Available data Start Marker

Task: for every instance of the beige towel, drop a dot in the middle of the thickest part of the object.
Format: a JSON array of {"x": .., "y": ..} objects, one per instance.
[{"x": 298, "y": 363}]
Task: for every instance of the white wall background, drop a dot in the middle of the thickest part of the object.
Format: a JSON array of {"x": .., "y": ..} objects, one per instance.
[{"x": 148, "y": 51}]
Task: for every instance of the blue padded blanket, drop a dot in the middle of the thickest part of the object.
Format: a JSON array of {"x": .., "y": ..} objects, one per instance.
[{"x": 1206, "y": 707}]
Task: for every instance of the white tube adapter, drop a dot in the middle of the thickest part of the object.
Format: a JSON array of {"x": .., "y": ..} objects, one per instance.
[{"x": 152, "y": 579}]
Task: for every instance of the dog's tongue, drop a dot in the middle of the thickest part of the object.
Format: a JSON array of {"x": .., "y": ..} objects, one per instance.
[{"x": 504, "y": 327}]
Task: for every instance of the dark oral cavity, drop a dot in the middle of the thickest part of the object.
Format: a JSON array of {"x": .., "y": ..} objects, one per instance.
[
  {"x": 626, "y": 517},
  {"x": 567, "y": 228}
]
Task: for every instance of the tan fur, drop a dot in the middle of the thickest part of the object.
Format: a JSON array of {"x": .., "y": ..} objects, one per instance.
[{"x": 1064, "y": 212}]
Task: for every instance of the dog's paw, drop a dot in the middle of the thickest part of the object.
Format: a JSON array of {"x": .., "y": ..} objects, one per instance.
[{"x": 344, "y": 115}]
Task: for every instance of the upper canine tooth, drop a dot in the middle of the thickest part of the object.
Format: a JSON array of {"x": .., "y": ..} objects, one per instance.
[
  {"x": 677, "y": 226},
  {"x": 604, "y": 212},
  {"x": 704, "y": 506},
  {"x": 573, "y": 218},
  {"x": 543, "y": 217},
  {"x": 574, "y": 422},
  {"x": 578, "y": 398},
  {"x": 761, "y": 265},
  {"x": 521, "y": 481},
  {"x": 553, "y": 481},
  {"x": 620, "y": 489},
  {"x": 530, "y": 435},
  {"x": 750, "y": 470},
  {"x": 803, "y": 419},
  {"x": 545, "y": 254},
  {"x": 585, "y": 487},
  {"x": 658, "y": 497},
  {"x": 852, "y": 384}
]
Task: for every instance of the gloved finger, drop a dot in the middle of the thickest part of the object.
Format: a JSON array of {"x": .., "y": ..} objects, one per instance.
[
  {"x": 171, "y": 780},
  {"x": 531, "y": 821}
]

Available data End Marker

> _Description of the task_: The lines above that hold the string "white" are to be located and copied.

> _Response_:
Task: for every instance of the white wall background, drop a dot in the middle of the thickest part of the object.
Task: for every instance of the white tube adapter, drop a dot in the middle of the thickest part of the object.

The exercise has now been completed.